DIRECTIONS
(a) Answer these questions from the text about the band Qyoto:
(i) Who is named as the band's main producer?
(ii) Which anime television series promoted "It's all in the game" as its opening theme?
(iii) What position did "Mafuyu no Diary" reach in the Oricon Weekly Rankings?
(b) Continue the text about the band Qyoto, starting right after its final sentence.
-------- PAGE EXTRACT --------
Qyoto is a Japanese pop band under the Ariola Japan label. The band name comes from spelling Kyoto. Their main producer is Daiko Nagato from recording company Being Inc.

History
The first formation of band started in 2016 with the vocalist Yuuki and Hiroki. In March 2017, Tsuchiya joined to the band and complete in May Kensuke and Ryota joined, which makes 6-piece member band.

In August 2017, they've made major debut with single Taiyou mo Hitori Bocchi, in the media it was promoted as an opening theme for anime television series Dive!!. On-air version was broadcast on television on 6 July. The single reached #75 in Oricon Weekly Rankings and charted for two weeks.

In April 2018, Yuuki made guest appearance in the third episode of japanese television drama Hannari Girori no Yoriko-san.

In June 2018, they've appeared on free live Kansai Neo Rock along with bands as Dps, Cross Lord and Satou Cocoa to Hinawa Juu, who all of the artists belongs to Being Inc's indies label.

In July 2018, after eleven months they've released second single It's all in the game, in the media it was promoted as an opening theme for anime television series Boruto: Naruto Next Generations. The single reached #75 in Oricon Weekly Rankings and charted for two weeks.

In December 2018, they've released third single Mafuyu no Diary. The B-side song I'm Looser has been in media promoted as an opening theme for television program Kuchi Dome Kyuushi. The single reached #52 in Oricon Weekly Rankings and charted for three weeks.
-------- RECORDS --------
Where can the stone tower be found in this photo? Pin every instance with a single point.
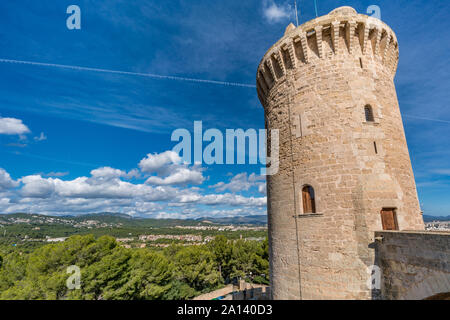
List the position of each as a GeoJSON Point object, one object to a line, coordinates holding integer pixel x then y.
{"type": "Point", "coordinates": [344, 166]}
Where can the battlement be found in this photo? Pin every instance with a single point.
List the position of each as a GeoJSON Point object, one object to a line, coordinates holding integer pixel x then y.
{"type": "Point", "coordinates": [343, 33]}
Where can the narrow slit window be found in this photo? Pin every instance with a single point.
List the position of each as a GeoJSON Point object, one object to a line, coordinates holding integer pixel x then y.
{"type": "Point", "coordinates": [389, 219]}
{"type": "Point", "coordinates": [369, 114]}
{"type": "Point", "coordinates": [309, 200]}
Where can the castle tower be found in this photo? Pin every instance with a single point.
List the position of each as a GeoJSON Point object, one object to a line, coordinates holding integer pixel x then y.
{"type": "Point", "coordinates": [344, 169]}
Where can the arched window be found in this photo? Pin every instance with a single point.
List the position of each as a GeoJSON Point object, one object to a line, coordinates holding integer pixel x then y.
{"type": "Point", "coordinates": [309, 200]}
{"type": "Point", "coordinates": [369, 113]}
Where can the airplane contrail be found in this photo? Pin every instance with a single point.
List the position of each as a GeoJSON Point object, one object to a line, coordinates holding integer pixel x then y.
{"type": "Point", "coordinates": [427, 119]}
{"type": "Point", "coordinates": [148, 75]}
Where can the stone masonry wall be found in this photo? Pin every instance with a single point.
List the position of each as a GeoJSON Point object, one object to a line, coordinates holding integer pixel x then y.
{"type": "Point", "coordinates": [314, 84]}
{"type": "Point", "coordinates": [414, 265]}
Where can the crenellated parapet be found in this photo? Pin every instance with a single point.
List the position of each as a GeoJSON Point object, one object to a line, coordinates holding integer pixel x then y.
{"type": "Point", "coordinates": [343, 33]}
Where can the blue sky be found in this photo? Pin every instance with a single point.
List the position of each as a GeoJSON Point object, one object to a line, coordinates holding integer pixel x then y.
{"type": "Point", "coordinates": [68, 123]}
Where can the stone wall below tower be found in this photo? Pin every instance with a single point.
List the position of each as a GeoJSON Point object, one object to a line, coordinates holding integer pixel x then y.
{"type": "Point", "coordinates": [414, 265]}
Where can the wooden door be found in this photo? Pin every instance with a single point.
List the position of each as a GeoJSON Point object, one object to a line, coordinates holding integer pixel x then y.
{"type": "Point", "coordinates": [389, 219]}
{"type": "Point", "coordinates": [309, 205]}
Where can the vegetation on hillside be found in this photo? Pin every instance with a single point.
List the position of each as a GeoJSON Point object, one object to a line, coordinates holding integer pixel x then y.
{"type": "Point", "coordinates": [110, 271]}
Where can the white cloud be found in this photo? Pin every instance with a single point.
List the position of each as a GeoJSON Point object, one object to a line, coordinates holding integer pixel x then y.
{"type": "Point", "coordinates": [241, 182]}
{"type": "Point", "coordinates": [106, 190]}
{"type": "Point", "coordinates": [170, 170]}
{"type": "Point", "coordinates": [158, 162]}
{"type": "Point", "coordinates": [110, 173]}
{"type": "Point", "coordinates": [276, 13]}
{"type": "Point", "coordinates": [5, 181]}
{"type": "Point", "coordinates": [179, 177]}
{"type": "Point", "coordinates": [42, 137]}
{"type": "Point", "coordinates": [11, 126]}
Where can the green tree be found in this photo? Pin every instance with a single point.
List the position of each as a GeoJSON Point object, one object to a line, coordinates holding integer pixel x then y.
{"type": "Point", "coordinates": [222, 251]}
{"type": "Point", "coordinates": [196, 267]}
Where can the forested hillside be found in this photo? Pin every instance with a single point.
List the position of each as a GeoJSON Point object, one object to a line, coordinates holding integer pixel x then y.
{"type": "Point", "coordinates": [110, 271]}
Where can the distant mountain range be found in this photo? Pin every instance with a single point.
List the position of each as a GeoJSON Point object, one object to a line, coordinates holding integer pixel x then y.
{"type": "Point", "coordinates": [127, 220]}
{"type": "Point", "coordinates": [258, 220]}
{"type": "Point", "coordinates": [427, 218]}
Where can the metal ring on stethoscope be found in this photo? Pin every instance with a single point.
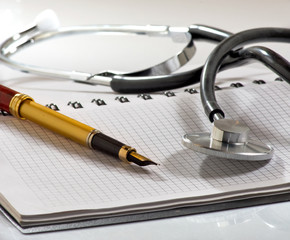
--------
ANSWERS FOR THE EXERCISE
(a)
(i) Daiko Nagato
(ii) Boruto: Naruto Next Generations
(iii) #52

(b)
In January 2019, their song Kimi ni Koi wo, Kokoro ni Natsu wo served as a theme song for television program Kyoto Koi Kentei. 

In March 2019, they appeared on live celebration of live house Pan Koujou Hills 16th anniversary.

On 12 June, was announced their new song Kimi ni Tsutaeta Story, which will serve as an ending theme song for anime television series Mix. The single released on 31 July. B-side tracks includes Kimi ni Koi wo, Kokoro ni Natsu wo and cover version of Touch originally performed by Yoshimi Iwasaki.

On 25 August, they'll make stage appearance on free-live event DFT presents Onto: Neorock from Kansai along with Dps and Sard Underground.

On 25 September, they'll released fifth single Hana Shigure/Natsu no Yuki. Hana Shigure serves as an ending theme song for Japanese television drama Jikū Tantei oyū ōedo Kagaku Sōsa.  B-side tracks Natsu no Yuki serves as an ending theme and Boku no Ikiteiru Imi as an insert theme song for japanese television drama Namonaki Fukushū-sha Zegen.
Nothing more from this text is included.